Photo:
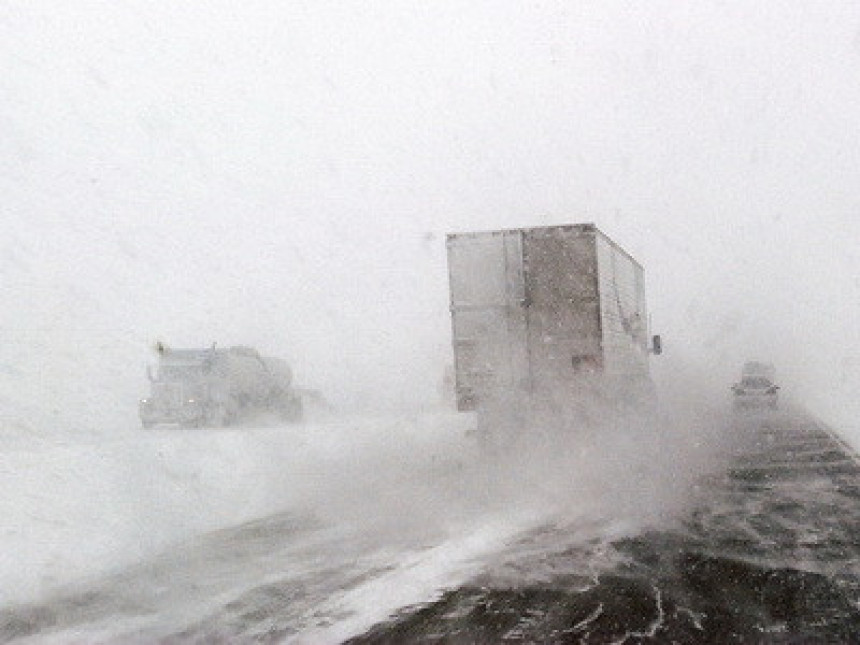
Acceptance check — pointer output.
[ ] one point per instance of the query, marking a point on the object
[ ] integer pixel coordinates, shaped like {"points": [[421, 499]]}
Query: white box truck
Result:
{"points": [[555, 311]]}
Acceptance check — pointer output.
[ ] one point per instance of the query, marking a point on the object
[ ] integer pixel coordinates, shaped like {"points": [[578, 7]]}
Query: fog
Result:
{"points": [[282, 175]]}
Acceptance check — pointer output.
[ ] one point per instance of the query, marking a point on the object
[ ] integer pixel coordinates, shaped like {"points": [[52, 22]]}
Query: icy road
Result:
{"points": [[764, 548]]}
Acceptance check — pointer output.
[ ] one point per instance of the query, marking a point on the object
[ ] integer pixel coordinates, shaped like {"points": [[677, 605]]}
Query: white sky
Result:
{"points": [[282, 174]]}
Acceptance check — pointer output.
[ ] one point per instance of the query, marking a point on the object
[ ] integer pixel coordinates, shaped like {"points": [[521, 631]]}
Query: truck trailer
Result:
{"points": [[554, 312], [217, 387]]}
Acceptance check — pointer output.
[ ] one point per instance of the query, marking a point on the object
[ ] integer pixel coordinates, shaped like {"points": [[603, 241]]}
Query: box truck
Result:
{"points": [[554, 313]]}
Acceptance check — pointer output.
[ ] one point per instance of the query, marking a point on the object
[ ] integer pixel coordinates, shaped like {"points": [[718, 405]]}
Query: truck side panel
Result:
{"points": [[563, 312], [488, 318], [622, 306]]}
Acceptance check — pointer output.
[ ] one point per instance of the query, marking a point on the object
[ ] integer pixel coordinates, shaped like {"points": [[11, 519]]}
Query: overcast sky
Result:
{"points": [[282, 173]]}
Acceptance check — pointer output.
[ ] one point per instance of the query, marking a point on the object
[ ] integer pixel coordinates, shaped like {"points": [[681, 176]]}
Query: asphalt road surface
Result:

**AIM**
Omit the pictures and reproduce the listing exactly.

**ANSWER BELOW**
Photo:
Acceptance check — pointer output.
[ ] one point per instance of the query, marking a point on the object
[ ] integer pixel coordinates, shaped like {"points": [[421, 499]]}
Query: white box truck
Result:
{"points": [[555, 311]]}
Acceptance check — pointer output.
[ ] one point per instance of the query, marking a point on the object
[ ] integer pixel coordinates, shaped like {"points": [[578, 7]]}
Query: fog
Result:
{"points": [[282, 175]]}
Acceptance check — pointer output.
[ ] one point per instance of the query, marking a point on the object
[ ] integer pixel coordinates, shaped like {"points": [[52, 22]]}
Query: icy road
Result:
{"points": [[764, 548]]}
Acceptance check — pointer output.
[ ] one point per instance of the query, marking a point on the object
[ ] integer pixel coordinates, shaped like {"points": [[677, 605]]}
Query: white sky
Result:
{"points": [[282, 174]]}
Acceptance check — pointer output.
[ ] one point per instance of the query, marking a point on the object
[ ] integer pixel coordinates, shaped like {"points": [[521, 631]]}
Query: truck trailer
Result:
{"points": [[554, 312], [217, 387]]}
Acceptance check — pointer output.
[ ] one point per instance of the query, marking a point on the object
[ ] integer pixel coordinates, shaped like {"points": [[603, 241]]}
Query: box truck
Result:
{"points": [[554, 313]]}
Acceptance check — pointer output.
[ ] one point per instance of the query, marking a point on the object
[ ] integer pixel coordinates, shaped like {"points": [[718, 405]]}
Query: truck side panel
Result:
{"points": [[563, 312], [488, 318], [622, 306]]}
Acceptance check — pointer output.
[ ] one point per instance of the query, marking a point on the object
[ ] integer pixel coordinates, shaped like {"points": [[11, 519]]}
Query: overcast sky
Result:
{"points": [[282, 173]]}
Acceptance check — pointer output.
[ ] one point per instance of the query, marking a point on the object
[ ] integer pixel coordinates, shaped like {"points": [[681, 176]]}
Query: asphalt road surface
Result:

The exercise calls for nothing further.